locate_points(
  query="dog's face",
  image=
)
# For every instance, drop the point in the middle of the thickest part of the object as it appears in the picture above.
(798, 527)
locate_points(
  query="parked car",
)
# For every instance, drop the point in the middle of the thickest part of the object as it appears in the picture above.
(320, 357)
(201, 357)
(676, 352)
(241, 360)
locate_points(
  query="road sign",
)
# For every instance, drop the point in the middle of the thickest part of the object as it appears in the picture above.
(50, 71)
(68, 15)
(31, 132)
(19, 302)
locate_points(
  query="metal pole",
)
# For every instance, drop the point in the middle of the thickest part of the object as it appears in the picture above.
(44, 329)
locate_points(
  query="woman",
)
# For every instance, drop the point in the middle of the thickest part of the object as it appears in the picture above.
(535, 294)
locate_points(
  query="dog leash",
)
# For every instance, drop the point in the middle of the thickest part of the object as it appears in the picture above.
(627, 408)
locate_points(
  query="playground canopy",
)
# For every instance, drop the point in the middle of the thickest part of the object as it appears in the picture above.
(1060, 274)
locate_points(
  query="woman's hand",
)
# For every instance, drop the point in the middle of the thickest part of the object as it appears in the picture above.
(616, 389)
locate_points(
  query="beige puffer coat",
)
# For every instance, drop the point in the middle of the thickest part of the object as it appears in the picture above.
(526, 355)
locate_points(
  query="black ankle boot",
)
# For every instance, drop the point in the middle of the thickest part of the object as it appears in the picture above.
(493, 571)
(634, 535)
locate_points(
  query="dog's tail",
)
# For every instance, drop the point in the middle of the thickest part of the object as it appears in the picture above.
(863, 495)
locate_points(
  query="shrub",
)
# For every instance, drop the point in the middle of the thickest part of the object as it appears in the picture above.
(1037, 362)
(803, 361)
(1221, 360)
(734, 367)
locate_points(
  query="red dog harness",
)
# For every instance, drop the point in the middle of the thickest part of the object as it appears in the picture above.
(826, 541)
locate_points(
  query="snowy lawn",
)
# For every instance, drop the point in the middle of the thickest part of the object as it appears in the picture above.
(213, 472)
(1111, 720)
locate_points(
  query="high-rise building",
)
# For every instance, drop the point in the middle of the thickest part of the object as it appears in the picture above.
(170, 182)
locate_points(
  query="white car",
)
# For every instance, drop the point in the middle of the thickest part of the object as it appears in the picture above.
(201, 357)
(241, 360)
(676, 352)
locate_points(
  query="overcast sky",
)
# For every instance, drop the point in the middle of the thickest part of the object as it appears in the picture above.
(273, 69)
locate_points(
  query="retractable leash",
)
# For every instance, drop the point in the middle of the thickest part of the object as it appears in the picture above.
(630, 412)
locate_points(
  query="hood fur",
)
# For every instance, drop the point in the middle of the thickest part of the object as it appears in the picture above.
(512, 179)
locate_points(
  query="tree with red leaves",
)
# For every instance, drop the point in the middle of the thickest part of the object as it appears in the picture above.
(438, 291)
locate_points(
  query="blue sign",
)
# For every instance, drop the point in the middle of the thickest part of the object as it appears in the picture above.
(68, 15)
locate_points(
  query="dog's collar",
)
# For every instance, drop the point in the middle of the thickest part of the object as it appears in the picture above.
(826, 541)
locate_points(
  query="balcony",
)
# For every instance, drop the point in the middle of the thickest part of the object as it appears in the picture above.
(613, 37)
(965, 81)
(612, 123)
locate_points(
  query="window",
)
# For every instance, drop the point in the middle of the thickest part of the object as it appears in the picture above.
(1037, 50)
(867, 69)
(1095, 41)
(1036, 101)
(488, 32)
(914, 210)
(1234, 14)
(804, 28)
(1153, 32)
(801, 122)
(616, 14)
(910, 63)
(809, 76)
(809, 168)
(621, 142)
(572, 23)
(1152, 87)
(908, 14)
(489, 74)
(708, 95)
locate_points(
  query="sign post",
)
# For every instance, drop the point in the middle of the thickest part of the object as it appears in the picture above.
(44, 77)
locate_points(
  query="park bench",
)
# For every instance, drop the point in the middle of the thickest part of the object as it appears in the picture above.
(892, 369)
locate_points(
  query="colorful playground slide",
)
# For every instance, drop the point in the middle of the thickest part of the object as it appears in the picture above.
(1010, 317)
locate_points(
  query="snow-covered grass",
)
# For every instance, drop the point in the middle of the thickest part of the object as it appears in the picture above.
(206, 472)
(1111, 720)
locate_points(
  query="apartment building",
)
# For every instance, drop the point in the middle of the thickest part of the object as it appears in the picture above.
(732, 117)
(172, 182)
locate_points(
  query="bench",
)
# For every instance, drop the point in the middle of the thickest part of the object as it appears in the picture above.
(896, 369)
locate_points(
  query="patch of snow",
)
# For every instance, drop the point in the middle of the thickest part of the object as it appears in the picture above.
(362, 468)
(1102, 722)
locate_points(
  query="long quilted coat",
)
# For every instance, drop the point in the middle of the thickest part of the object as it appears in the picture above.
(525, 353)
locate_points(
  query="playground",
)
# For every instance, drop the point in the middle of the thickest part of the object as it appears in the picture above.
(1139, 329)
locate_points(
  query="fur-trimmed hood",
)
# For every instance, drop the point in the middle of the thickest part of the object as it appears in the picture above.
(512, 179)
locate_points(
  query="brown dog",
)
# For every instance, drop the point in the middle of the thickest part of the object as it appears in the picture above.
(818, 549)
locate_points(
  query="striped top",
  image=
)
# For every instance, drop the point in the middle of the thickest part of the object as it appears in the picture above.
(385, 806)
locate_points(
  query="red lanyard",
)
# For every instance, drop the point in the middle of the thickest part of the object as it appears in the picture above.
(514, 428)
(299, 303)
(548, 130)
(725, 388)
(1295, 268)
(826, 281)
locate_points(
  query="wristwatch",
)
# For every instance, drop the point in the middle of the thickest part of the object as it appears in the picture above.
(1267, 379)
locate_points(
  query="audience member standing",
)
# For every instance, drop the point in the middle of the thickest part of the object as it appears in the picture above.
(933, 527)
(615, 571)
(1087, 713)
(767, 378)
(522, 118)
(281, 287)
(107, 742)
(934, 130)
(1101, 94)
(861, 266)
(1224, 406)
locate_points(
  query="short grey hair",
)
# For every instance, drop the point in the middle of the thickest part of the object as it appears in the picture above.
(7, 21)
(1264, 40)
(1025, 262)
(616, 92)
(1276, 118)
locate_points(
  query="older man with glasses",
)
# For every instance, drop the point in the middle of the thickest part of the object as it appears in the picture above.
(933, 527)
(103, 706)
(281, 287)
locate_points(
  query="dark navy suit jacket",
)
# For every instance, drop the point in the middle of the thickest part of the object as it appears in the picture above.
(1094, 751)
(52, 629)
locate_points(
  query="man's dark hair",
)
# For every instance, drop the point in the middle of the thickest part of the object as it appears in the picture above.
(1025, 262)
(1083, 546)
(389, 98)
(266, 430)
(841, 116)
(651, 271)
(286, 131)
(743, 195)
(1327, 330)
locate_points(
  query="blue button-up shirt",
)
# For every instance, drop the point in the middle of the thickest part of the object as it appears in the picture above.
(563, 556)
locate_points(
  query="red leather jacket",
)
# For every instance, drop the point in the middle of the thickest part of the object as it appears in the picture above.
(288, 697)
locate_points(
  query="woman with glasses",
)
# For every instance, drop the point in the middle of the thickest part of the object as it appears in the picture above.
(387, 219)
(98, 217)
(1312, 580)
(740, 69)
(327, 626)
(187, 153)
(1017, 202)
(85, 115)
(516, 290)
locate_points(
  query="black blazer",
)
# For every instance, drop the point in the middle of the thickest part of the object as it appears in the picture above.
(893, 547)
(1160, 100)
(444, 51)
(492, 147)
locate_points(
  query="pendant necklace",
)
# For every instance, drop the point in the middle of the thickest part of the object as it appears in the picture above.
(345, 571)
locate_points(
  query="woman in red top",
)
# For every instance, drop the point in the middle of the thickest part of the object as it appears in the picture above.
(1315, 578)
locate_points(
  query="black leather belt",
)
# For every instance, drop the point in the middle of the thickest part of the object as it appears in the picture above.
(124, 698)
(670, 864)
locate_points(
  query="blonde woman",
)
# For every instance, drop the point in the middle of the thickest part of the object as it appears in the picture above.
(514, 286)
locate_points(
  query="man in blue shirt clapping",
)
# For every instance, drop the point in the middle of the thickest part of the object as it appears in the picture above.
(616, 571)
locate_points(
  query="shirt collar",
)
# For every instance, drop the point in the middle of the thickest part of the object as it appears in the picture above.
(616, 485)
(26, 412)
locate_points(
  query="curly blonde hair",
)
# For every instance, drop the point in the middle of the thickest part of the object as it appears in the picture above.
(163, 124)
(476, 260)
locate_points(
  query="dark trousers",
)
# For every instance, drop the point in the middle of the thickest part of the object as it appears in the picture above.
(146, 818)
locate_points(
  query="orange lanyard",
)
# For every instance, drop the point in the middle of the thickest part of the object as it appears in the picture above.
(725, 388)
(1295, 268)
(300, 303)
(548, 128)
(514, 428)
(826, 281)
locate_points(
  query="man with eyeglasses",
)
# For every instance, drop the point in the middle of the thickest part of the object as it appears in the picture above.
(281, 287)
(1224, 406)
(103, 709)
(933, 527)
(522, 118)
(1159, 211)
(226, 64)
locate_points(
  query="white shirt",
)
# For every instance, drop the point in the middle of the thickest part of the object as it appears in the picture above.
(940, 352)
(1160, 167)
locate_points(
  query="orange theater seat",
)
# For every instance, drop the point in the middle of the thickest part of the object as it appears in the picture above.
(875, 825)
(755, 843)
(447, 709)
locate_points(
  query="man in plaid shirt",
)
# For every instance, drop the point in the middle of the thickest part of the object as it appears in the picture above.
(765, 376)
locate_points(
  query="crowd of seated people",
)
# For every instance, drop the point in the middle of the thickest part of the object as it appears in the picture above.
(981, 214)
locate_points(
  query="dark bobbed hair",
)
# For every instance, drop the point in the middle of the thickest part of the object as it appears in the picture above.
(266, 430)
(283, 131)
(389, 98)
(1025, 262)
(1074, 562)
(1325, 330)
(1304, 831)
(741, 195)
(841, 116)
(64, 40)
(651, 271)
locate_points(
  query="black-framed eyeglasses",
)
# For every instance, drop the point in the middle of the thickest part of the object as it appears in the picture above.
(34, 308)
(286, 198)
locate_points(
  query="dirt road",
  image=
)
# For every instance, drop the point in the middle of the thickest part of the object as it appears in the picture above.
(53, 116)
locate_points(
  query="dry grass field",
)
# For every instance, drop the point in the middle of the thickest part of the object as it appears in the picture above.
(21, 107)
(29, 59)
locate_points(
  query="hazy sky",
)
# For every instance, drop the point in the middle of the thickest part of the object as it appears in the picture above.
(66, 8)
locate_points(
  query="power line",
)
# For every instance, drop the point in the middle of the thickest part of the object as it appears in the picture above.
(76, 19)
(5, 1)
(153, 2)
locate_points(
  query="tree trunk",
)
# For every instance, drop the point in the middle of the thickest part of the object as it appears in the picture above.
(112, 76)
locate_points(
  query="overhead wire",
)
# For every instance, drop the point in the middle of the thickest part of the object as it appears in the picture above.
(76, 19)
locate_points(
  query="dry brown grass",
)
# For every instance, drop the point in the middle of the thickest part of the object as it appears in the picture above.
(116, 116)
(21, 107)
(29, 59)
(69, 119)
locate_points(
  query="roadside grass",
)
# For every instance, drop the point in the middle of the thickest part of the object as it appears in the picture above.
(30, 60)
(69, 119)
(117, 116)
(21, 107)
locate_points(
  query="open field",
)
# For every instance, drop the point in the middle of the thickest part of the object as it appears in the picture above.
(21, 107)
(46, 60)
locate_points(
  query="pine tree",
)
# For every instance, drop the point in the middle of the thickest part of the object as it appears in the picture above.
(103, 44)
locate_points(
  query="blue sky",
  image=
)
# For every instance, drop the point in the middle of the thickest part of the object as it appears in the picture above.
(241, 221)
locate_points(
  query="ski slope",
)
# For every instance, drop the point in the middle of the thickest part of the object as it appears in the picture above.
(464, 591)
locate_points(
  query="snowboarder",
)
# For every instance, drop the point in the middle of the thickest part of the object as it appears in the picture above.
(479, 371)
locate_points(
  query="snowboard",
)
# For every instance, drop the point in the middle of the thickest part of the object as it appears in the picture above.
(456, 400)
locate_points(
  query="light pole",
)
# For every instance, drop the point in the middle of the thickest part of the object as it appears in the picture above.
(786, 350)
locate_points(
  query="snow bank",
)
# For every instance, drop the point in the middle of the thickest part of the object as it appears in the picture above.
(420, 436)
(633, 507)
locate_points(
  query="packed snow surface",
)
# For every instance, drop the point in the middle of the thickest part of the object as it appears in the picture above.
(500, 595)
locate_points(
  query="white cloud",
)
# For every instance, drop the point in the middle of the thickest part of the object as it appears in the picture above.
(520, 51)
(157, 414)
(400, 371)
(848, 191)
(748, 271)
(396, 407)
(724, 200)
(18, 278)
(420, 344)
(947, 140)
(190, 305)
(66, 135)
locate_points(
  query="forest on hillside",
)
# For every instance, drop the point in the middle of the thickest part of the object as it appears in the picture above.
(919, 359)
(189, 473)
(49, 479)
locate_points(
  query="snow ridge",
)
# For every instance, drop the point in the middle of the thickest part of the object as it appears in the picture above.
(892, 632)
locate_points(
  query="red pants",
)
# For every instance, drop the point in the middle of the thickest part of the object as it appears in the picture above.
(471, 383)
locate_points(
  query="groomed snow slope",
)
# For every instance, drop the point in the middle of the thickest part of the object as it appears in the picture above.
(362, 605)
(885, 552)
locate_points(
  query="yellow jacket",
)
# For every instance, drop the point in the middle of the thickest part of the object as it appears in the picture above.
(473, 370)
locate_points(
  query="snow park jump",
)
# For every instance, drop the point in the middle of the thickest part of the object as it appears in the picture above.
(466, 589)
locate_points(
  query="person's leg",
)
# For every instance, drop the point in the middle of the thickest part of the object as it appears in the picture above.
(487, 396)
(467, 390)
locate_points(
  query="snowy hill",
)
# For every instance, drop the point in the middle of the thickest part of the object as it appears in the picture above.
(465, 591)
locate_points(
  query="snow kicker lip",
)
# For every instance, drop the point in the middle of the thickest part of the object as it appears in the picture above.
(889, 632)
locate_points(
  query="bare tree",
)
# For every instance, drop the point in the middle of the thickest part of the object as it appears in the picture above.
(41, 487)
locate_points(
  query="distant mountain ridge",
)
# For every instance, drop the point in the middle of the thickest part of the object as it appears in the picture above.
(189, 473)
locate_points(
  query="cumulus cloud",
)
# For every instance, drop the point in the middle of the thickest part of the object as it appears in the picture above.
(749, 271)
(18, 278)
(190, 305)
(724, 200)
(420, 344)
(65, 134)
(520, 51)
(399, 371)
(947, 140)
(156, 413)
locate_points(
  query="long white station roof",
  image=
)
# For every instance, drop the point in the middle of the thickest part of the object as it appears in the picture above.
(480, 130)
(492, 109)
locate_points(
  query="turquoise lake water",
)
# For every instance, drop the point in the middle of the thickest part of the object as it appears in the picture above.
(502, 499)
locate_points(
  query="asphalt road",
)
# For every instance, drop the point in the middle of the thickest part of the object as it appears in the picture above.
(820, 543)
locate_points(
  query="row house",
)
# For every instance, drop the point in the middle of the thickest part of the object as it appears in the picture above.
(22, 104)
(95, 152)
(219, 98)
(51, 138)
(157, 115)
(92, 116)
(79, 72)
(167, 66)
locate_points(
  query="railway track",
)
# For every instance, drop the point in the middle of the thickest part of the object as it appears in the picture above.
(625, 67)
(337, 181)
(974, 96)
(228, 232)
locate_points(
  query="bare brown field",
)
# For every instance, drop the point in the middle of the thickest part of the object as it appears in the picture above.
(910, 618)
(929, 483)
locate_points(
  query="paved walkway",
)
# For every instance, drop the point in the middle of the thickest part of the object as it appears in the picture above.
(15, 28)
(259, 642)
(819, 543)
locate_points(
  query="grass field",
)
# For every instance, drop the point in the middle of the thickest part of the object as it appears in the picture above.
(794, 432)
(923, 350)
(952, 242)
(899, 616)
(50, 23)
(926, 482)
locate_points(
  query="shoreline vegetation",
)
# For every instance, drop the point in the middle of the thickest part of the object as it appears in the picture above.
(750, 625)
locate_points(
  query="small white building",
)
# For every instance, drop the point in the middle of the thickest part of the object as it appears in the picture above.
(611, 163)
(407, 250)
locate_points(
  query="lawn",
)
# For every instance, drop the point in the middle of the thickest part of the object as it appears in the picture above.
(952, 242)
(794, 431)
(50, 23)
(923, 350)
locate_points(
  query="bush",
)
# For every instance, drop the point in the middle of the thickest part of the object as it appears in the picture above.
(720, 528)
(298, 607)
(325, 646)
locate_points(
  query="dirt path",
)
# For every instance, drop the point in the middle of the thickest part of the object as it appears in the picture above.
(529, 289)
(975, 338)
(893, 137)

### What you are asked to do:
Collect every line of the data that contains the word "cloud" and copy each one out.

### Right answer:
  query="white cloud",
  query="cumulus cloud",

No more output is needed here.